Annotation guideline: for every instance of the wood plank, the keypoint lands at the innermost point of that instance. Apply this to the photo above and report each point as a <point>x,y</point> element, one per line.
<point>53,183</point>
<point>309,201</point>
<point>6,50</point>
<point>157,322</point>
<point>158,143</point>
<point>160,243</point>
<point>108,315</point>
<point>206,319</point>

Task to carry out
Please copy out each record, character for character.

Reply to the task
Annotation guideline: for every instance of the wood plank, the keypoint lands at the innermost point of that instance. Apply this to the photo above and report each point as a <point>x,y</point> element, one per line.
<point>53,183</point>
<point>309,201</point>
<point>6,50</point>
<point>157,322</point>
<point>158,143</point>
<point>160,243</point>
<point>108,315</point>
<point>206,319</point>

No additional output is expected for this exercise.